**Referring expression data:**
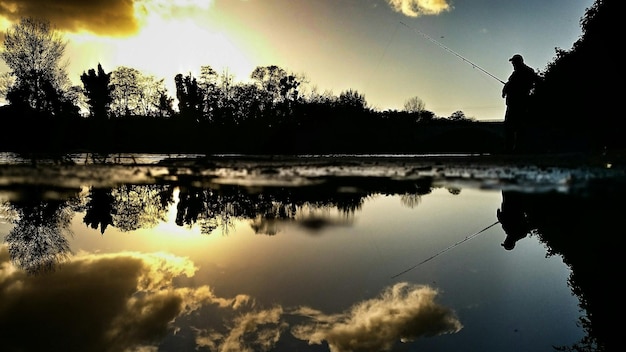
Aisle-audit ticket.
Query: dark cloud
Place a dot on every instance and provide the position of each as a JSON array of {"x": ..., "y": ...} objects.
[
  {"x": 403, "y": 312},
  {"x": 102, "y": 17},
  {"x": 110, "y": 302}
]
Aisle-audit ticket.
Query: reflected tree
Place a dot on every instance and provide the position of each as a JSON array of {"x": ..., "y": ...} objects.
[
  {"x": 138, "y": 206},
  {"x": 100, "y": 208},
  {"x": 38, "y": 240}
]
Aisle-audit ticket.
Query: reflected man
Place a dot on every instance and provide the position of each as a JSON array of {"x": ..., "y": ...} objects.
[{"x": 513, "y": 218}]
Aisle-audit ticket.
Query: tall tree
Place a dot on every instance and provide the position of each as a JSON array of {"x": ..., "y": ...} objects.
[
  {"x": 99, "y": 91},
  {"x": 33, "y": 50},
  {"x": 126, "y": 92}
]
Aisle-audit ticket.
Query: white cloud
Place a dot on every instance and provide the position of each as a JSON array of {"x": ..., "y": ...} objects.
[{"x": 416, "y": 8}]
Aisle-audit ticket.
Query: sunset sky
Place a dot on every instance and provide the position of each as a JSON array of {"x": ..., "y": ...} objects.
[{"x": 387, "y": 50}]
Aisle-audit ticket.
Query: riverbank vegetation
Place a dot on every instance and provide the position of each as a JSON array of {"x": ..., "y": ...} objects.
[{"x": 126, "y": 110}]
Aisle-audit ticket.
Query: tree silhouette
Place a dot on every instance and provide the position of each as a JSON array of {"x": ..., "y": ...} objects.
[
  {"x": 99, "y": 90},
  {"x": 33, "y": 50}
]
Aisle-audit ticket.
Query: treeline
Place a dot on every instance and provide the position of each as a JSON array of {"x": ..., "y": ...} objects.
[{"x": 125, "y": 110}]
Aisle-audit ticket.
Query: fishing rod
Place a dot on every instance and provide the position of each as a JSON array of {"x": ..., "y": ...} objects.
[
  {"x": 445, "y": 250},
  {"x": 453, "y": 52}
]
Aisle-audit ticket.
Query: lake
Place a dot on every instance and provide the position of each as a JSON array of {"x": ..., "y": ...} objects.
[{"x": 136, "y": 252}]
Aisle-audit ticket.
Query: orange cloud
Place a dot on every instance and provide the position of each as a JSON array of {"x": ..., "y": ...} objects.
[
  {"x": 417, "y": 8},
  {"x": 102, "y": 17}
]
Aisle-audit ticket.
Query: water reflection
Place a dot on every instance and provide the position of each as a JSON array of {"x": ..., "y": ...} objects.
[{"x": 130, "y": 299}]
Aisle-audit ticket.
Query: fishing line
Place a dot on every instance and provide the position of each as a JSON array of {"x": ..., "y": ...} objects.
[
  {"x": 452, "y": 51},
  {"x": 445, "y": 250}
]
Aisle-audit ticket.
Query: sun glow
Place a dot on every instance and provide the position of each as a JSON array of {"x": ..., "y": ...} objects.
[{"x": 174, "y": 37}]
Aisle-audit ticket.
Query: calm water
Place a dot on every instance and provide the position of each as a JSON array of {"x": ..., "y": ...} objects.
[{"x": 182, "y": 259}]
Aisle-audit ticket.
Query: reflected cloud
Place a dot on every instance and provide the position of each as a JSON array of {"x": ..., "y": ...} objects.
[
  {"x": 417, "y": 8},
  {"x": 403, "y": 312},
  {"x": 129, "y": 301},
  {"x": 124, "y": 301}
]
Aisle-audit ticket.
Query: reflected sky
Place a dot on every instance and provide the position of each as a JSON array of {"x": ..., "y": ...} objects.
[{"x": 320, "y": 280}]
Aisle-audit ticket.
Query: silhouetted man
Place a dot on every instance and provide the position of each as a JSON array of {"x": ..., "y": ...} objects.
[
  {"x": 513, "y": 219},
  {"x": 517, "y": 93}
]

**Task brief:** Write out every entry exactly. Pictures do not belong in the copy.

**Solution to the problem:**
Aisle-audit ticket.
Query: dark cloud
Place a dot on every instance and provide the position of each as a JSON array of {"x": ..., "y": ...} objects.
[
  {"x": 403, "y": 312},
  {"x": 102, "y": 17},
  {"x": 110, "y": 302}
]
Aisle-audit ticket.
Query: reflected tree
Place a dot on every instance and provide the position of each as a JSON array of {"x": ..., "y": ...} objects.
[
  {"x": 138, "y": 206},
  {"x": 100, "y": 208},
  {"x": 38, "y": 240}
]
Aisle-audit ticket.
Query: reflected man
Place a dot on every instance and provide the position of each as a JSON array of {"x": ..., "y": ...} objects.
[{"x": 513, "y": 218}]
Aisle-audit ticket.
Query: tall tree
Place a dot on every instance and provide the position of each as a JSON array of {"x": ..., "y": ...} objects.
[
  {"x": 99, "y": 91},
  {"x": 33, "y": 50},
  {"x": 126, "y": 92}
]
Aisle-audit ticket.
Query: white cloud
Place a dot on every instance and provide the position of each as a JSON array of {"x": ..., "y": ...} objects.
[{"x": 416, "y": 8}]
Aisle-audit ticket.
Query: sunset sky
Place a dot on every instance and provide the position of each as a JSON array of {"x": ..., "y": ...} objects.
[{"x": 387, "y": 50}]
Aisle-audit ticket.
Query: riverbank vegetation
Place a dot on every instance and provide the position of each as a JSON array of {"x": ..., "y": ...} objects.
[{"x": 126, "y": 110}]
Aisle-audit ticket.
Query: tree silhouette
Place a dot on every instance and provide the position of each as a JSON array of {"x": ..., "y": ...} objects.
[
  {"x": 99, "y": 90},
  {"x": 33, "y": 50}
]
Aisle-audit ticket.
Query: treeline
Place a dot on every instance and provide the position of each as a JSON array of {"x": ..., "y": ...} objects.
[{"x": 125, "y": 110}]
Aisle-audit ticket.
Query: fishing rod
Place a dot on every instance and provide the position of each as a JSON array of {"x": ..., "y": ...} objects.
[
  {"x": 445, "y": 250},
  {"x": 453, "y": 52}
]
Aisle-audit ticket.
Query: lake
Place a dot on every instance and provide the position of each as a JSON array of {"x": ..., "y": ...} objects.
[{"x": 136, "y": 252}]
Aisle-audit ticket.
Query: orange cloud
Place a dot on every instance and provide the position of each as a JSON array of {"x": ..., "y": ...} objects.
[
  {"x": 417, "y": 8},
  {"x": 102, "y": 17}
]
Aisle-audit ticket.
Query: water reflection
Place a dot on every instance and provide the position of each as a JSON array of {"x": ..., "y": ...} objects.
[{"x": 130, "y": 299}]
Aisle-audit ticket.
Query: fishing line
Place a dot on every instance and provide the position of each as a JSON array of {"x": ..., "y": ...} objects.
[
  {"x": 452, "y": 51},
  {"x": 445, "y": 250}
]
Aisle-audit ticket.
Query: sun glow
Place a dot on every instance and provide the position of each as a JSON array of {"x": ..., "y": ...} objects.
[{"x": 174, "y": 37}]
Aisle-audit ticket.
Query: calm water
Place a dot on every instance and provide the position of each as a JSON array of {"x": ..., "y": ...} objects.
[{"x": 182, "y": 259}]
Aisle-audit ticket.
Query: reflected cloud
Place a dot on every instance and provide the position of each as a JSON array of {"x": ..., "y": ...} objects.
[
  {"x": 417, "y": 8},
  {"x": 403, "y": 312},
  {"x": 129, "y": 301},
  {"x": 124, "y": 301}
]
Aisle-audit ticket.
Query: reflected sky
Place a dot on every instance and provide the position of each as a JSON array of {"x": ..., "y": ...} objects.
[{"x": 320, "y": 280}]
Aisle-audit ticket.
Query: silhouetted man
Place a dot on every instance and provide the position of each as a JSON array of {"x": ..., "y": ...} objects.
[
  {"x": 513, "y": 219},
  {"x": 517, "y": 93}
]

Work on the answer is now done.